··· SOURCE MATERIAL ···

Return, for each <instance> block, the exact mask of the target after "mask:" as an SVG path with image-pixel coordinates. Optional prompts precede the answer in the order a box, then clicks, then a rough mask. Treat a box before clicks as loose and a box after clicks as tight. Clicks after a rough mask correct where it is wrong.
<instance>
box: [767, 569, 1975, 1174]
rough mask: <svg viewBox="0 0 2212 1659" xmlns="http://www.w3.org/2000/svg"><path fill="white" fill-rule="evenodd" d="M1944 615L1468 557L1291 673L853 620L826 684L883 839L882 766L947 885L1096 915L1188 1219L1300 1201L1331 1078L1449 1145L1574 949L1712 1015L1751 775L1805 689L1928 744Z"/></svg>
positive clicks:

···

**WORK ITEM:**
Copy out every line of the entries above, character for character, with nothing changed.

**RESPONSE TO THIS EXERCISE:**
Return, for each <instance> block, the exact mask of the target after "mask:" as an SVG path with image-pixel coordinates. Optional prompts precede the answer in the order a box, then clicks, then a rough mask. Treat a box before clicks as loose and a box after clicks as tight. Clicks after a rough mask correct where it is wrong.
<instance>
box: [767, 569, 1975, 1174]
rough mask: <svg viewBox="0 0 2212 1659" xmlns="http://www.w3.org/2000/svg"><path fill="white" fill-rule="evenodd" d="M1944 615L1468 557L1291 673L853 620L826 684L883 839L882 766L947 885L1096 915L1188 1219L1300 1201L1331 1078L1449 1145L1574 949L1712 1015L1751 775L1805 689L1928 744Z"/></svg>
positive clicks:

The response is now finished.